### Written request
Rewrite the records from the start through the line containing "[(443, 723)]", both ends included, changing every "set-piece analysis" to "match analysis" and leaving everything else unchanged.

Items from a data source:
====

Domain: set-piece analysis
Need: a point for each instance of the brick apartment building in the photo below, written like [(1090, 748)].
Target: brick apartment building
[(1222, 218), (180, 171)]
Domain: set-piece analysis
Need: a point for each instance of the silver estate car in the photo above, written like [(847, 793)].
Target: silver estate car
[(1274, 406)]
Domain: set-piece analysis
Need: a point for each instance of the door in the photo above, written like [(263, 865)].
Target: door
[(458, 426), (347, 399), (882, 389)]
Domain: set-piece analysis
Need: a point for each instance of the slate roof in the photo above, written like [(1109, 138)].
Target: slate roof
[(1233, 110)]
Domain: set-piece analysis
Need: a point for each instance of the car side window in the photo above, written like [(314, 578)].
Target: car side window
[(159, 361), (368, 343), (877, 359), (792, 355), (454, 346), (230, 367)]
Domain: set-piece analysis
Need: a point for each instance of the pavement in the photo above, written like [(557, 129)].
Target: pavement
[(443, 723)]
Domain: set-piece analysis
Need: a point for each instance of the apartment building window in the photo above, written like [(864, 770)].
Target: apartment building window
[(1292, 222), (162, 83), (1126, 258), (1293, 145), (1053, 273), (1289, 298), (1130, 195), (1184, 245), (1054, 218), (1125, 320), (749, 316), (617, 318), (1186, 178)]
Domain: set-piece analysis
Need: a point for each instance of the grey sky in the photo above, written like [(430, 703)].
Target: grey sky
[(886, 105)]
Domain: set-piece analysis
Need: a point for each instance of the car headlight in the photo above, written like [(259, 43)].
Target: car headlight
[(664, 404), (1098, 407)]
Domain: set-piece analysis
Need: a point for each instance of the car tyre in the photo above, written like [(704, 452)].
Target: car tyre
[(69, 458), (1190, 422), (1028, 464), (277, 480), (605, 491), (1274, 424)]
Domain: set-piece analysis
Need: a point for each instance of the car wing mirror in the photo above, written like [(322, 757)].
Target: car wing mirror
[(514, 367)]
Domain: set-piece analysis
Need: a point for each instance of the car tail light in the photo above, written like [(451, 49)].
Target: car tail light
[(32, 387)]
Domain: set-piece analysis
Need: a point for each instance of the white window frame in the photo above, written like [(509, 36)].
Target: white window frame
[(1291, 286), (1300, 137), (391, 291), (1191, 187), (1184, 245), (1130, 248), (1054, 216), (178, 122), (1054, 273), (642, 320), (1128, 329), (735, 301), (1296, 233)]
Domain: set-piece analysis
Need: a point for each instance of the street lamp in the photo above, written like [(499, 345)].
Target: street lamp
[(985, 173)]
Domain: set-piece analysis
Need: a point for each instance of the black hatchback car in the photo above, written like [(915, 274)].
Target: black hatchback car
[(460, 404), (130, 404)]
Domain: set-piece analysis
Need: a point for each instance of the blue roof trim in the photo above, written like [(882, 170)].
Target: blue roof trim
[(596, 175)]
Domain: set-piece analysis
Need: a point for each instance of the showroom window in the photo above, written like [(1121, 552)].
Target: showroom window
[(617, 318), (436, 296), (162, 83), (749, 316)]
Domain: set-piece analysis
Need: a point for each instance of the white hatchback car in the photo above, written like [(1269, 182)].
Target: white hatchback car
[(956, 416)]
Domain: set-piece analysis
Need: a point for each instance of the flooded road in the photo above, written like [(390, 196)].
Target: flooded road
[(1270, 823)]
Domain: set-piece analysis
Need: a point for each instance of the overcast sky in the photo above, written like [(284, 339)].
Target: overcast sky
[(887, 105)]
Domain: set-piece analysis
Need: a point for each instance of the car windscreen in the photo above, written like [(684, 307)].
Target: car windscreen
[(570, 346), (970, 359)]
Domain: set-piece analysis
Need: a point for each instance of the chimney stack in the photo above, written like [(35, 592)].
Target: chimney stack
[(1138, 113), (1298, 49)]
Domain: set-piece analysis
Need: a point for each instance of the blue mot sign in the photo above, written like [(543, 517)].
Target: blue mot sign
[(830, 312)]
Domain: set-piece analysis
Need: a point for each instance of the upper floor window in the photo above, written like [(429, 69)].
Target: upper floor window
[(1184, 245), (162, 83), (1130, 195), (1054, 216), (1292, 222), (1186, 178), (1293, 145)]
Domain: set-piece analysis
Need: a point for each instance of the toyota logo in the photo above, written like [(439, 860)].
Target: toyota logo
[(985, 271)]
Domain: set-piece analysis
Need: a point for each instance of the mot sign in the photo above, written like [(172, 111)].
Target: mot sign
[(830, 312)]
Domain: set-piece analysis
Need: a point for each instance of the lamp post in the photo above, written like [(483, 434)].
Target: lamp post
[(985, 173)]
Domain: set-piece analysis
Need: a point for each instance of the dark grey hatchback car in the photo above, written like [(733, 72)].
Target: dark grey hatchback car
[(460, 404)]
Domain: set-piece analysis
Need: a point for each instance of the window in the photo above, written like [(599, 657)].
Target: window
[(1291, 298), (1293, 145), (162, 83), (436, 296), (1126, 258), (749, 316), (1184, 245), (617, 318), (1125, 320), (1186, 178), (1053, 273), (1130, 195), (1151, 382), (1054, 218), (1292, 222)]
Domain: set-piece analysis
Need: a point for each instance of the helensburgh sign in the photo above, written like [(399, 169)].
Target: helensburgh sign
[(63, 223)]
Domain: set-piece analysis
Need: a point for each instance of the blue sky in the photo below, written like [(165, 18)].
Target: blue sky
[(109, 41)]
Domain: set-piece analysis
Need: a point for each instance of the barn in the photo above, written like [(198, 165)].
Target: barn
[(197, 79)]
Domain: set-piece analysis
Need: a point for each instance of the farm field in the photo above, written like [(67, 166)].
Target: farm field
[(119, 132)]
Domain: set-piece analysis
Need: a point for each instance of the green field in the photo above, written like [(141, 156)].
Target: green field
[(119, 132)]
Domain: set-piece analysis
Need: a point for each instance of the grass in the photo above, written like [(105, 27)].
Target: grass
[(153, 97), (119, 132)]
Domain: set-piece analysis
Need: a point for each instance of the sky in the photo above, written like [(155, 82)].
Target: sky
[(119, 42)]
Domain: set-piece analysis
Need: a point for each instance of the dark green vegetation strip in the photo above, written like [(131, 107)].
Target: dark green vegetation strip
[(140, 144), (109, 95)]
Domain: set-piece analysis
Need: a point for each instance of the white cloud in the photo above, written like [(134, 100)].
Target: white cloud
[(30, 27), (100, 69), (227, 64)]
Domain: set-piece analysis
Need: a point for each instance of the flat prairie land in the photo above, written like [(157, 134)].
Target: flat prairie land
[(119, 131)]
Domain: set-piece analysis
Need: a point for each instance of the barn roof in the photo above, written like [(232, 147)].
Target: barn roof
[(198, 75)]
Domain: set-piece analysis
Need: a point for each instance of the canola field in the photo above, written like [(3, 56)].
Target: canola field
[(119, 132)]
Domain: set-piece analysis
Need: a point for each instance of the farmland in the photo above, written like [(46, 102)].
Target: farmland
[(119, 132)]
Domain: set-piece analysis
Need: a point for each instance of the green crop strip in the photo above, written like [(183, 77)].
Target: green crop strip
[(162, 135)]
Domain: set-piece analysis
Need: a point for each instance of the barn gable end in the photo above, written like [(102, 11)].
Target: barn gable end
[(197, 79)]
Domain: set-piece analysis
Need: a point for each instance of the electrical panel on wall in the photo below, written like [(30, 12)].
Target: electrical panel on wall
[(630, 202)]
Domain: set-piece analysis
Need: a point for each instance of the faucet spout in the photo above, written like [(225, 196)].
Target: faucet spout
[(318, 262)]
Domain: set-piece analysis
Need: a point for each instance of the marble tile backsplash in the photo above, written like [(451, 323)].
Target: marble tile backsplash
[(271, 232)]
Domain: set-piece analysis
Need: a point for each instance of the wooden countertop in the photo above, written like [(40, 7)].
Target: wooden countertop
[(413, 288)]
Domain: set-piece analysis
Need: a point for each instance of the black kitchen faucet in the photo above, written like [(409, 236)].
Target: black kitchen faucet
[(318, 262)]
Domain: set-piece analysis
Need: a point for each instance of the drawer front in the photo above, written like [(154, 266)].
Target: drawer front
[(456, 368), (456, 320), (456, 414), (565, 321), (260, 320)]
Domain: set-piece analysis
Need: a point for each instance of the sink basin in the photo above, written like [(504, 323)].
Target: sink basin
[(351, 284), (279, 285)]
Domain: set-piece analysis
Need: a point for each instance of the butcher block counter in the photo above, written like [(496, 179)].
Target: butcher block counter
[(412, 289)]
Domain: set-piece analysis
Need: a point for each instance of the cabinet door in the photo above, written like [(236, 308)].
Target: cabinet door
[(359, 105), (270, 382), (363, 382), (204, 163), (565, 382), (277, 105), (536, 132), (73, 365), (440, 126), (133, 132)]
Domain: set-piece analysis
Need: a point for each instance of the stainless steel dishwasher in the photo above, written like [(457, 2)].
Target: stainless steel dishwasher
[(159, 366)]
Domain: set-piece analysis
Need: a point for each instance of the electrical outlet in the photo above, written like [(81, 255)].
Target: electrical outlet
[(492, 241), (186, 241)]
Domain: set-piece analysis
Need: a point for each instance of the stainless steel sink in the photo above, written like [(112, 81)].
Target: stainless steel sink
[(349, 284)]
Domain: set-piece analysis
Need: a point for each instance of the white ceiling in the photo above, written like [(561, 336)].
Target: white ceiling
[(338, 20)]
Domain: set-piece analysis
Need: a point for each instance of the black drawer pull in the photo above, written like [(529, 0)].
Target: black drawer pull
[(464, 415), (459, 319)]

====

### Exercise response
Domain: match analysis
Need: a point for each instance of the brick apartment building in the photo below, written like [(1090, 748)].
Target: brick apartment building
[(1222, 218), (180, 171)]
Domain: match analysis
Need: a point for each instance of the silver estate car in the photo above, written like [(847, 793)].
Target: silver estate car
[(1274, 406)]
Domain: match analysis
Need: a point for each instance of the door in the photo above, written like [(263, 865)].
Target: door
[(458, 426), (347, 399), (882, 389)]
Domain: match analysis
Need: a point for each instance of the slate roof in the photo above, written like [(1109, 138)].
Target: slate roof
[(1233, 110)]
Domain: match analysis
Need: a point for each instance of the car side window in the photo above, written like [(314, 578)].
Target: car side window
[(159, 361), (368, 343), (877, 359), (792, 355), (454, 346), (230, 367)]
Domain: match analysis
Need: a point for each instance of the pavement in the photo above, written like [(557, 129)].
Target: pavement
[(443, 723)]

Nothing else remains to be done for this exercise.